Provided passage:
====

SQL in Data Analytics

SQL (Structured Query Language) is a standardized programming language that’s used to manage relational databases and perform various operations on the data in them. Initially created in the 1970s, SQL is regularly used not only by database administrators, but also by developers writing data integration scripts and data analysts looking to set up and run analytical queries.

The uses of SQL include modifying database table and index structures; adding, updating and deleting rows of data; and retrieving subsets of information from within a database for transaction processing and analytics applications. Queries and other SQL operations take the form of commands written as statements — commonly used SQL statements include select, add, insert, update, delete, create, alter and truncate.

SQL became the de facto standard programming language for relational databases after they emerged in the late 1970s and early 1980s. Also known as SQL databases, relational systems comprise a set of tables containing data in rows and columns. Each column in a table corresponds to a category of data — for example, customer name or address — while each row contains a data value for the intersecting column.

SQL standard and proprietary extensions

An official SQL standard was adopted by the American National Standards Institute (ANSI) in 1986 and then by the International Organization for Standardization, known as ISO, in 1987. More than a half-dozen joint updates to the standard have been released by the two standards development bodies since then; as of this writing, the most recent version is SQL:2011, approved that year.

====

Data excerpt:
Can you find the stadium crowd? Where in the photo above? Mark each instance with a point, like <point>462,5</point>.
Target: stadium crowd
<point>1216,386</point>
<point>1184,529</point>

====

Exercise objective:
Translate this sentence from the SQL passage into Spanish: "An official SQL standard was adopted by the American National Standards Institute (ANSI) in 1986 and then by the International Organization for Standardization, known as ISO, in 1987."

Full output:
Un estándar oficial de SQL fue adoptado por el Instituto Nacional Estadounidense de Estándares (ANSI) en 1986 y luego por la Organización Internacional de Normalización, conocida como ISO, en 1987.